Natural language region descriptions

════════════════════

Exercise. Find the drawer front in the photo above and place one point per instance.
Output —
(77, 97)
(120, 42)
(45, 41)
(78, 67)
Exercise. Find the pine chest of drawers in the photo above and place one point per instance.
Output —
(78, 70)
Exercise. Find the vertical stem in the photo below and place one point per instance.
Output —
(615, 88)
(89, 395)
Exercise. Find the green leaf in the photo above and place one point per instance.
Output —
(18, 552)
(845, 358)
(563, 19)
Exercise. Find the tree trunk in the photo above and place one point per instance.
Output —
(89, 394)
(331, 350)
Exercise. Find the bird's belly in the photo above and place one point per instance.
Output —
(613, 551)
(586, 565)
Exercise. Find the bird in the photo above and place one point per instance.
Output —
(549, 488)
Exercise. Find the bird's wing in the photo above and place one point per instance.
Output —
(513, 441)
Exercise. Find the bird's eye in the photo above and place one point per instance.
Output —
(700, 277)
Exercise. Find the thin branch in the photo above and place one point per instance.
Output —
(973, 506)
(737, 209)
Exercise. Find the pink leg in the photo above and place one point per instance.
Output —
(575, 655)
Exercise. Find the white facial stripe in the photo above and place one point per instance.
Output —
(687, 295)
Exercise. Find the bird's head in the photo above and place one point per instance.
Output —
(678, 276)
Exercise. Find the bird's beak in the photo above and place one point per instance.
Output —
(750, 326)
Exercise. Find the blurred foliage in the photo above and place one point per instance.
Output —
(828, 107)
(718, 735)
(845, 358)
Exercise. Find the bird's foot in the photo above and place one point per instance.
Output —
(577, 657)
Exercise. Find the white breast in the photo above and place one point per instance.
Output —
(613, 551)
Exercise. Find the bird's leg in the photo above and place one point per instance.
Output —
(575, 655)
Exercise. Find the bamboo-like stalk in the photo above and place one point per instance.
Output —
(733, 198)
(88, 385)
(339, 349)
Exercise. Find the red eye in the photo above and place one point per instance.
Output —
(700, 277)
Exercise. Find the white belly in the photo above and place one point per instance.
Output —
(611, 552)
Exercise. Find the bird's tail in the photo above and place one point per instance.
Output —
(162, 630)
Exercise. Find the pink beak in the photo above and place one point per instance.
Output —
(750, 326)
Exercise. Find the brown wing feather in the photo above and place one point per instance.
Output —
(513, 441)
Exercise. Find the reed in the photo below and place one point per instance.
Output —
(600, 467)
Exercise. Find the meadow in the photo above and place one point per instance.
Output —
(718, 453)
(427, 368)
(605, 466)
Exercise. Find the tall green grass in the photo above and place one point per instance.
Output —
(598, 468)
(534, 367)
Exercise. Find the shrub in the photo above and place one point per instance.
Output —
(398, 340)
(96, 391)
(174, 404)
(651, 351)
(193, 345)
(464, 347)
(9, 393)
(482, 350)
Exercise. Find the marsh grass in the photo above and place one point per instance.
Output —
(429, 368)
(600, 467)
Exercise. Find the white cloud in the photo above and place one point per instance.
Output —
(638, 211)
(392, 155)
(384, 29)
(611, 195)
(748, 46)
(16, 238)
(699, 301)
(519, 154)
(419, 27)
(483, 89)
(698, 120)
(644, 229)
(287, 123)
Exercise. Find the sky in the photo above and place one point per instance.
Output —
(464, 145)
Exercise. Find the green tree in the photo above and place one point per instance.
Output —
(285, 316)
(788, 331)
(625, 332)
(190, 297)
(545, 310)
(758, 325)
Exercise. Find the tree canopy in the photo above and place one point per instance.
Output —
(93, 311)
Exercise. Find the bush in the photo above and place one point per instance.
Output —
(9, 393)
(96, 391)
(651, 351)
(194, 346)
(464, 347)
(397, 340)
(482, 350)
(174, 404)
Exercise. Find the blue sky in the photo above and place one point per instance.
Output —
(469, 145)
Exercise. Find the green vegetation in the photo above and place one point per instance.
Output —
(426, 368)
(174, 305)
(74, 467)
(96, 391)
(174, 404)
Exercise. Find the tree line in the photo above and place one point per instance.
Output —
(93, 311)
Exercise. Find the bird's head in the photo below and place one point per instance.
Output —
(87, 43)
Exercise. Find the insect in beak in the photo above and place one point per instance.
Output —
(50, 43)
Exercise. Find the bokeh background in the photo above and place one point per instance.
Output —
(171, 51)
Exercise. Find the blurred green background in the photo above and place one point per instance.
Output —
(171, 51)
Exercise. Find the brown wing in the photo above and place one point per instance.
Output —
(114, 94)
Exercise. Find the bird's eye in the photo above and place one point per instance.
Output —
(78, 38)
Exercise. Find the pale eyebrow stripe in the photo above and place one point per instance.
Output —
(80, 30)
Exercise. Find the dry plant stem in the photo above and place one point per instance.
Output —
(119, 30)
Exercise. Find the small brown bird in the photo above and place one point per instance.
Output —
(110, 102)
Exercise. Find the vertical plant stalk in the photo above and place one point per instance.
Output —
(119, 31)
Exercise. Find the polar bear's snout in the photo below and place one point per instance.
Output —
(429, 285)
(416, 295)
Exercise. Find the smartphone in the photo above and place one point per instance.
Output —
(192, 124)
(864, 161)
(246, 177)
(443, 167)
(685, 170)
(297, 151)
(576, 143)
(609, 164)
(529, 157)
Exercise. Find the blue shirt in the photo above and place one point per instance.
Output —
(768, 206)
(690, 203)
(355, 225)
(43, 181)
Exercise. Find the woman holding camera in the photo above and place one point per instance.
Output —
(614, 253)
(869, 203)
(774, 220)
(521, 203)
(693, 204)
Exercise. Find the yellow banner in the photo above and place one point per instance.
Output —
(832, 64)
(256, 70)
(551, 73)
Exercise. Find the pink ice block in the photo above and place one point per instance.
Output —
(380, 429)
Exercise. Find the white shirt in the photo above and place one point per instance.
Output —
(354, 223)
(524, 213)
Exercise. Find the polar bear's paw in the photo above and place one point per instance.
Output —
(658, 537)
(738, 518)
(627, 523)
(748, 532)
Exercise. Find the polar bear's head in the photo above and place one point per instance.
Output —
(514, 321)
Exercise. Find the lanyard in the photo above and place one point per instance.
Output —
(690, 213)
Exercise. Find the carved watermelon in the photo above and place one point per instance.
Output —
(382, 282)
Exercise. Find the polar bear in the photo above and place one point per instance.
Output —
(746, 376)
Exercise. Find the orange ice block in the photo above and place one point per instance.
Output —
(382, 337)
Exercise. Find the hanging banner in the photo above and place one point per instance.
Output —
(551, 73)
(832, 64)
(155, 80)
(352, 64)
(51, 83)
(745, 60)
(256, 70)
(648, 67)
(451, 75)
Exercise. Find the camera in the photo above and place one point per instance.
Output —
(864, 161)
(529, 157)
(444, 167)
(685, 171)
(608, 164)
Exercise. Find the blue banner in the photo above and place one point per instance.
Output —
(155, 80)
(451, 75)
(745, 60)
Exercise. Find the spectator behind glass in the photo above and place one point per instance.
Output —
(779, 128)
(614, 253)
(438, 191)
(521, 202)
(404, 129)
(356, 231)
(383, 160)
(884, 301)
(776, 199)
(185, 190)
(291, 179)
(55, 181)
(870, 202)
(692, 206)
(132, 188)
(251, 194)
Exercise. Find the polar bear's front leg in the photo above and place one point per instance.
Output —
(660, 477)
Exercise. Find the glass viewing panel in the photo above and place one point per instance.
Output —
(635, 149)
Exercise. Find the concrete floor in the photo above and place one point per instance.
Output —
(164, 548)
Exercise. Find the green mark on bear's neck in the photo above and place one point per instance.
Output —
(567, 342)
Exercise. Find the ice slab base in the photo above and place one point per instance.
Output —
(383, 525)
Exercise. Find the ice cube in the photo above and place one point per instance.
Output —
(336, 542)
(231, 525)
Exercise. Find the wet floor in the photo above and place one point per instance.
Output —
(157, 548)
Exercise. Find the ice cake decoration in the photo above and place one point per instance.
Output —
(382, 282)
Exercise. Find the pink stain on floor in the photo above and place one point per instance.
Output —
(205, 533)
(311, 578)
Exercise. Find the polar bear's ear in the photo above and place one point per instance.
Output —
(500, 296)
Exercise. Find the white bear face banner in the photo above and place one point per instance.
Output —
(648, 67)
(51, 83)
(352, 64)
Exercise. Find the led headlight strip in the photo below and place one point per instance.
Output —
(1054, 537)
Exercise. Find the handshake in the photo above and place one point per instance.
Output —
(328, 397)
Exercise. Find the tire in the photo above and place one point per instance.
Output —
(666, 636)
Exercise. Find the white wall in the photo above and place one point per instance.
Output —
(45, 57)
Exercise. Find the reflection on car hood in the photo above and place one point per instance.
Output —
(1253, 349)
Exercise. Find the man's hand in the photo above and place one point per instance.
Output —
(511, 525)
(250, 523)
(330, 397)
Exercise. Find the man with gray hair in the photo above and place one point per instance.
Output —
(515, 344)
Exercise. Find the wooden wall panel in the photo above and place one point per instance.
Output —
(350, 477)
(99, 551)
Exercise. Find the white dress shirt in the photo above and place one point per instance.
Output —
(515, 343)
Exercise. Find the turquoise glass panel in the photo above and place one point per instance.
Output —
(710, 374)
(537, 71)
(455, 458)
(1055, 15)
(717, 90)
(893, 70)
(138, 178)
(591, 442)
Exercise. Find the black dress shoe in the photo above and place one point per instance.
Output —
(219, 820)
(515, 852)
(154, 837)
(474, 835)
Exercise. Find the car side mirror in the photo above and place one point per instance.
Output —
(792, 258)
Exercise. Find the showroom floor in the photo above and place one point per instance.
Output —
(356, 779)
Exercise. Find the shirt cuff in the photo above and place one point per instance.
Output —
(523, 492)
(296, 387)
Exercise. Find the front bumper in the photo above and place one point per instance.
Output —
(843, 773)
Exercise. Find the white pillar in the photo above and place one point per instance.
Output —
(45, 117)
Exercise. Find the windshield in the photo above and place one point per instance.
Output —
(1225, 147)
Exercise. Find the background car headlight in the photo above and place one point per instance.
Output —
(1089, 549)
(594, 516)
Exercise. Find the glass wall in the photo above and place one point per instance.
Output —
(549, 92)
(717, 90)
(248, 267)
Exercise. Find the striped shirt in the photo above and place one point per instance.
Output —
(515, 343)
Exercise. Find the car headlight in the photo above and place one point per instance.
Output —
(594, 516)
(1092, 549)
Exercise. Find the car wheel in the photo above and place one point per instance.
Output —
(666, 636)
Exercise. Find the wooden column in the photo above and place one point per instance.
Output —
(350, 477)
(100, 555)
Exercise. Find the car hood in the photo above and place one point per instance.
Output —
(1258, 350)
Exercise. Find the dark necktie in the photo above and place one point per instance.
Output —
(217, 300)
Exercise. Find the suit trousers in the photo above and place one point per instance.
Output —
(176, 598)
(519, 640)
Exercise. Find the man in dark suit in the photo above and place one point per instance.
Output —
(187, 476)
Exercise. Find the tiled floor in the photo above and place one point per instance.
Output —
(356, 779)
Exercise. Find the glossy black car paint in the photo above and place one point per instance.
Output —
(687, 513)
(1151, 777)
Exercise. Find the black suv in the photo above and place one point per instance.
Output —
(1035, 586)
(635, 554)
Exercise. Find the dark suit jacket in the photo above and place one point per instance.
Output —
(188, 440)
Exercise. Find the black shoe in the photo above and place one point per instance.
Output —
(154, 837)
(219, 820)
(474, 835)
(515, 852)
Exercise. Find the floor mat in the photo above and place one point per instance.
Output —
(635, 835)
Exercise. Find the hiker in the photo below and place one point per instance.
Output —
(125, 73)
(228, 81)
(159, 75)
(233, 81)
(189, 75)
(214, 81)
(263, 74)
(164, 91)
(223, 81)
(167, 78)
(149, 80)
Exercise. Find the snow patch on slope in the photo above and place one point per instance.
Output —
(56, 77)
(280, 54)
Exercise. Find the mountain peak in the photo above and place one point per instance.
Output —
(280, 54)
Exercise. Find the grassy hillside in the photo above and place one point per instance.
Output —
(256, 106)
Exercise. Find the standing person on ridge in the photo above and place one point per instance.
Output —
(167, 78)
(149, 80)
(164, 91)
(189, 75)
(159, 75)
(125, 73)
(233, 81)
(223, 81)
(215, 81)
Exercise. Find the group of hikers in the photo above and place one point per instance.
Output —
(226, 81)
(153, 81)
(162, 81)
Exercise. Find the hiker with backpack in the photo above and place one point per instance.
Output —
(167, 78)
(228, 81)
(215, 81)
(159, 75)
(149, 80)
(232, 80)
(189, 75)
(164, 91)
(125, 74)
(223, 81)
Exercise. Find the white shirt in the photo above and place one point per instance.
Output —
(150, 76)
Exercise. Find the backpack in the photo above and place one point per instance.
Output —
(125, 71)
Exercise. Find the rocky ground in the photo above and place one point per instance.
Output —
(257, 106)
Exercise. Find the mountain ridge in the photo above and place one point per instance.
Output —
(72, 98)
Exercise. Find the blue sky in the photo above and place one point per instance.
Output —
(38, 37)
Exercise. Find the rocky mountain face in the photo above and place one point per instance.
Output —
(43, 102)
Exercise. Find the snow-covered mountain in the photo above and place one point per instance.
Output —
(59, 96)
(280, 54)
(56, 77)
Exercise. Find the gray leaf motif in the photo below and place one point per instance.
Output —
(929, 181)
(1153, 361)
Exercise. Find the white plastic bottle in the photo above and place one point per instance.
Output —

════════════════════

Reproduce each line from the data that has "stalk" in it.

Exercise. Find the bamboo-like stalk in the photo above and place one point per instance.
Exercise. Find the vertical plant stalk in the photo above and place one point per instance.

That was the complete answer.